[SHORT PROBLEM]
Copy every one of the following lines verbatim, keeping each character, space, and line break unchanged.

■ ■ ■ ■ ■

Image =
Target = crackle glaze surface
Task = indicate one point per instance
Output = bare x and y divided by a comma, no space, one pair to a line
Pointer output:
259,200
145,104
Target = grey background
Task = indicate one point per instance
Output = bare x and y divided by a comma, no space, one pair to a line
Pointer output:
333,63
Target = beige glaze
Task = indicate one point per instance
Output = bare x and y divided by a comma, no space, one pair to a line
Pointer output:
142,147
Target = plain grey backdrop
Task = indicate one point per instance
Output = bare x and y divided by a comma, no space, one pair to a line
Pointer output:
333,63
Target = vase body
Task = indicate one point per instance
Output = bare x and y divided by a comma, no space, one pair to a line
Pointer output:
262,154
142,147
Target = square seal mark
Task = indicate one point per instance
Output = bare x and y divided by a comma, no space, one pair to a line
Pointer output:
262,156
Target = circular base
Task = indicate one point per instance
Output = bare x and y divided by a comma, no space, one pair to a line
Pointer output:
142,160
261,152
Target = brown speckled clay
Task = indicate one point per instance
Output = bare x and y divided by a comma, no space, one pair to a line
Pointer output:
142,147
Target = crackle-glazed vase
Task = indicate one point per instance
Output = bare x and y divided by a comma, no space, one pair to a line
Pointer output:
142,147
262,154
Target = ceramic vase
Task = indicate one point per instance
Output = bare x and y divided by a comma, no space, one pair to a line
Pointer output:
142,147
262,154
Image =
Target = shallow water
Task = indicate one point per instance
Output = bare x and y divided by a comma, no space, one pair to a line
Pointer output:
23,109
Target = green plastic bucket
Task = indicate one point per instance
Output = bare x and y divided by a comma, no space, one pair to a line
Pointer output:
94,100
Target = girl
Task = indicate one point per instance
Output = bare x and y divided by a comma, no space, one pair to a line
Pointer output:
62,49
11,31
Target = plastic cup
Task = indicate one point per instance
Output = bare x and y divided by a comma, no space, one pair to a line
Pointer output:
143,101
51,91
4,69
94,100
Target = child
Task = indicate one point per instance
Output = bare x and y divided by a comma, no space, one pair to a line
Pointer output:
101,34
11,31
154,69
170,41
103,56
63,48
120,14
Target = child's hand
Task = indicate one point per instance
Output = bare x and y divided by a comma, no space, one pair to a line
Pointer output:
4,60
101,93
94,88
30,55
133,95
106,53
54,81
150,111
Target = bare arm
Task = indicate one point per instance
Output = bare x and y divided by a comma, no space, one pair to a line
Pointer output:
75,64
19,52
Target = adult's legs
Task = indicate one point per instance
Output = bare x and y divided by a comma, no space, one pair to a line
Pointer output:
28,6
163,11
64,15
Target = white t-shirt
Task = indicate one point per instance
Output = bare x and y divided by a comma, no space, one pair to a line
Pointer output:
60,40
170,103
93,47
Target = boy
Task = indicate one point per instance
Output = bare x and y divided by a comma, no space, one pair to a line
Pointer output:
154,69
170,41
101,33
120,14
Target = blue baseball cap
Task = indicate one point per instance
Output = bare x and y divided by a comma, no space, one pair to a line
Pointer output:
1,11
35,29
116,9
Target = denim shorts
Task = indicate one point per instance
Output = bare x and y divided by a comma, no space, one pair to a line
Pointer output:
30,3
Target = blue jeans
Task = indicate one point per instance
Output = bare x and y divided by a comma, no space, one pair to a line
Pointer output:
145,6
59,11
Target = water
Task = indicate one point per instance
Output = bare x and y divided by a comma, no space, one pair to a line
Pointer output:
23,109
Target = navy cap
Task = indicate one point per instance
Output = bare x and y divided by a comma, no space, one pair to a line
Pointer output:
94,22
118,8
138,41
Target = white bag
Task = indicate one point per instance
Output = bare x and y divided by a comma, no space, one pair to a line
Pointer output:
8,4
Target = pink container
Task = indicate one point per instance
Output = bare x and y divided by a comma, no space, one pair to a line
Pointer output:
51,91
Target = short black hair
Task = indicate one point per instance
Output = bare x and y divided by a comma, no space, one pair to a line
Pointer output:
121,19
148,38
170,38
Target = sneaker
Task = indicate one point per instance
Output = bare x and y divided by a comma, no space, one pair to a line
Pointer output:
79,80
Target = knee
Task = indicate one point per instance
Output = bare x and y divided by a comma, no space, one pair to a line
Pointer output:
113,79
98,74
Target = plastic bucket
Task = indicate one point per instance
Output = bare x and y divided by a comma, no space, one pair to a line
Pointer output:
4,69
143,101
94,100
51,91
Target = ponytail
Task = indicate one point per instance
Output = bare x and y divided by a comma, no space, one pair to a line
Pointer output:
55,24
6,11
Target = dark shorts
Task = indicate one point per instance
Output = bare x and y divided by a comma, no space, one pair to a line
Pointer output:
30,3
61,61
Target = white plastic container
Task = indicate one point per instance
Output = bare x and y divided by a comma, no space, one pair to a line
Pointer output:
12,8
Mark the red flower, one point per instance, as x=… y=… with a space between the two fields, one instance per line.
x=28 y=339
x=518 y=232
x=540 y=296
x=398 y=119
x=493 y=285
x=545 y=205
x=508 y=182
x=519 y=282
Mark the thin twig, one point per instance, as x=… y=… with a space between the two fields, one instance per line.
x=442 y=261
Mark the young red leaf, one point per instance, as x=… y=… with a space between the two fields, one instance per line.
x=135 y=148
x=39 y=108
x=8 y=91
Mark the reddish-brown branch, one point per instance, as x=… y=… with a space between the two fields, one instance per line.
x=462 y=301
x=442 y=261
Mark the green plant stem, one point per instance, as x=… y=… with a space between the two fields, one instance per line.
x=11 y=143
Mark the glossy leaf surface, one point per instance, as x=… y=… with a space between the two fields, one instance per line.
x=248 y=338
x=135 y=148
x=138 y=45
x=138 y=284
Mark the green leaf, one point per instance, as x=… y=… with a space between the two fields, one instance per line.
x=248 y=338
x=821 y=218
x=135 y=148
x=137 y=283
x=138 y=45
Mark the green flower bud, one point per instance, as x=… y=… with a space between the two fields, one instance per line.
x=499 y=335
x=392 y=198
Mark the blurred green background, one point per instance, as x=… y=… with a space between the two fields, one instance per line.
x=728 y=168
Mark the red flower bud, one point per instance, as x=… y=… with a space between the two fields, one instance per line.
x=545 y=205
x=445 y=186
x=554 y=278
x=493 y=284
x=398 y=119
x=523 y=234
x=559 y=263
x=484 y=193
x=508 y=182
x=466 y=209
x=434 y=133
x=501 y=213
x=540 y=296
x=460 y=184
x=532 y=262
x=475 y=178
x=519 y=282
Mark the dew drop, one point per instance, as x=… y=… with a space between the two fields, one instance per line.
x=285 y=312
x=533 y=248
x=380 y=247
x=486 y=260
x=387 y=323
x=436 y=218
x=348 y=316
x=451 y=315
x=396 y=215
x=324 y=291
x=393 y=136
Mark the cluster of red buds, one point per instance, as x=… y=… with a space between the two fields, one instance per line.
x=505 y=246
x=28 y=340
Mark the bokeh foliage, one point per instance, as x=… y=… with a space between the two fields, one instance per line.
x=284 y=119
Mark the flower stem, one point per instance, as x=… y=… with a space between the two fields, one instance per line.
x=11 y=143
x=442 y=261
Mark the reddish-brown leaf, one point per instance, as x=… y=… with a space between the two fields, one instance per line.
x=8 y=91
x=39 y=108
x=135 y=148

■ ■ ■ ■ ■

[WORKED ANSWER]
Image =
Target = crackle glaze surface
Task = indicate one point per instance
Output = bare x and y divided by a comma, no space, one pair to a line
Pointer output:
259,200
145,104
Target = grey background
Task = indicate one point per instance
Output = bare x and y divided by a comma, no space, one pair to a line
Pointer output:
333,63
Target = beige glaze
Task = indicate one point per instance
Output = bare x and y divided by a comma, no space, one pair to a line
Pointer output:
142,147
Target = plain grey backdrop
Task = indicate one point per instance
Output = bare x and y divided by a comma, no space, one pair to a line
Pointer output:
333,63
Target = vase body
Task = indicate one point per instance
Output = bare x and y divided by a comma, no space, one pair to a line
Pointer output:
262,154
142,147
Target = square seal mark
Task = indicate one point per instance
Output = bare x and y divided by a comma, no space, one pair to a line
Pointer output:
262,156
Target = circular base
Task = indicate one point per instance
Output = bare x and y divided by a comma, no space, one pair to a line
Pointer output:
142,160
261,152
Target = brown speckled clay
Task = indicate one point per instance
Output = bare x and y divided by a comma, no space, one pair to a line
Pointer output:
142,147
Target = crackle-glazed vase
Task = indicate one point per instance
Output = bare x and y divided by a comma, no space, one pair to a line
Pointer output:
142,147
262,154
Target = ceramic vase
Task = indicate one point per instance
Output = bare x and y divided by a comma, no space, one pair to a line
Pointer output:
142,147
262,154
Image =
Target = shallow water
Task = indicate one point per instance
Output = bare x and y divided by a comma, no space, one pair to a line
Pointer output:
23,109
Target = green plastic bucket
Task = indicate one point per instance
Output = bare x and y divided by a comma, no space, one pair to a line
Pointer output:
94,100
Target = girl
Task = indicate one point per instance
Output = bare x and y divided by a comma, no space, one pair to a line
Pointer output:
62,49
11,31
Target = plastic cup
Task = indicate one point per instance
Output = bare x and y divided by a comma, no space, one pair to a line
Pointer output:
143,101
51,91
4,69
94,100
Target = child
Task = indicate one point per instance
Output = bare x and y divided by a comma, no space, one pair to a line
Pointer output:
101,34
11,31
154,69
170,41
103,56
63,48
120,14
Target = child's hand
Task = indicate one point per instance
Output = bare x and y divided by a comma, no space, one pair to a line
Pointer output:
4,60
101,93
94,88
30,55
133,95
106,53
54,81
150,111
Target = bare arm
Task = indicate one point per instance
Output = bare x and y divided by a comma, no space, one pair to a line
Pointer output:
75,64
19,52
Target = adult's legs
Task = indicate one point per instance
Output = bare x and y divided by a comma, no space, one pair to a line
Pointer output:
28,6
163,11
64,15
Target = white t-shirt
Task = indicate one point per instance
Output = bare x and y divided by a comma, no space, one pair to a line
Pointer output:
60,40
170,103
93,47
Target = boy
Task = indicate one point per instance
Output = bare x and y divided by a comma, no space, one pair to a line
Pointer output:
154,69
170,41
101,33
120,14
Target = blue baseball cap
Task = indicate one point per instance
Output = bare x and y divided by a comma, no space, one pair to a line
Pointer output:
1,11
35,29
116,9
Target = denim shorts
Task = indicate one point per instance
Output = bare x and y divided by a comma, no space, one pair to a line
Pointer output:
30,3
Target = blue jeans
Task = indicate one point per instance
Output = bare x and y divided by a comma, no space, one pair to a line
Pointer output:
145,6
59,11
Target = water
Task = indicate one point per instance
Output = bare x and y divided by a comma, no space, one pair to a line
Pointer output:
23,109
Target = navy cap
Task = indicate one point per instance
Output = bare x and y divided by a comma, no space, one pair to a line
Pointer output:
94,22
118,8
138,41
Target = white bag
Task = indicate one point per instance
Output = bare x and y divided by a comma, no space, one pair to a line
Pointer output:
8,4
Target = pink container
Task = indicate one point per instance
Output = bare x and y divided by a comma, no space, one pair to a line
Pointer output:
51,91
Target = short black hair
Task = indicate one point per instance
Output = bare x and y divided by a comma, no space, one pair to a line
Pointer output:
121,19
148,38
170,38
Target = sneaker
Task = indicate one point per instance
Output = bare x and y divided by a comma, no space, one pair to a line
Pointer output:
79,80
Target = knee
Task = indicate one point per instance
Output = bare x and y divided by a comma, no space, one pair to a line
Pointer output:
113,79
98,74
Target = plastic bucket
Task = indicate one point per instance
Output = bare x and y divided by a comma, no space, one pair to a line
Pointer output:
4,69
143,101
94,100
51,91
Target = ponytail
Task = indicate one point per instance
Output = bare x and y divided by a comma, no space, one pair to a line
Pointer output:
55,24
6,11
Target = dark shorts
Task = indicate one point per instance
Output = bare x and y divided by a comma, no space, one pair to a line
Pointer output:
30,3
61,61
Target = white plastic container
Task = indicate one point per instance
Output = bare x and y divided by a comma, no space, one pair to a line
Pointer output:
12,8
Mark the red flower, one point per instance, as x=… y=… with a space between the two fields, one instance per line.
x=28 y=339
x=518 y=232
x=540 y=296
x=398 y=119
x=493 y=285
x=545 y=205
x=508 y=182
x=519 y=282
Mark the thin twig, one point per instance, as x=… y=… with a space between the two fields, one instance per line.
x=442 y=261
Mark the young red leaf, one point per instance, as x=… y=… with a space between the two fields, one instance per line.
x=135 y=148
x=39 y=108
x=8 y=91
Mark the reddish-brown branch, one point per instance, as x=… y=… with a space between the two fields, one instance per line.
x=462 y=301
x=442 y=261
Mark the green plant stem, one point per instance, as x=… y=… with a space between the two fields, one instance per line.
x=11 y=143
Mark the glossy leaf surface, one point per instance, as x=… y=… with a space between the two fields, one instance per line.
x=248 y=338
x=135 y=148
x=138 y=45
x=138 y=284
Mark the green leaf, one point per instance, as x=… y=… with a space between the two fields, one instance per line.
x=248 y=338
x=821 y=218
x=135 y=148
x=137 y=283
x=138 y=45
Mark the green flower bud, one point per instance, as x=… y=… with a space between the two fields, one instance per line.
x=499 y=335
x=392 y=198
Mark the blurred green background, one point per instance, as x=… y=… with a space between the two fields, one instance per line.
x=728 y=168
Mark the red flower bud, one point per instance, as x=… y=… with a space between the two fields, one instance per line.
x=545 y=205
x=445 y=186
x=554 y=278
x=493 y=284
x=398 y=119
x=523 y=234
x=559 y=263
x=484 y=193
x=508 y=182
x=466 y=209
x=434 y=133
x=501 y=213
x=540 y=296
x=460 y=184
x=532 y=262
x=475 y=178
x=519 y=282
Mark the dew drop, one point per instance, as x=… y=… with a space between the two fields, one instance per line.
x=285 y=312
x=533 y=248
x=380 y=247
x=486 y=260
x=387 y=323
x=436 y=218
x=348 y=316
x=451 y=315
x=396 y=215
x=324 y=291
x=393 y=136
Mark the cluster of red buds, one point per instance, as x=… y=… with a space between the two fields, one instance per line.
x=505 y=246
x=28 y=340
Mark the bokeh foliage, one point per instance, as x=… y=… with a space between the two fields, one instance per line.
x=284 y=119
Mark the flower stem, one point per instance, as x=… y=… with a space between the two fields, one instance per line.
x=11 y=143
x=442 y=261
Mark the reddish-brown leaf, one point per instance, as x=… y=… with a space between the two fields, one instance per line.
x=8 y=91
x=39 y=108
x=135 y=148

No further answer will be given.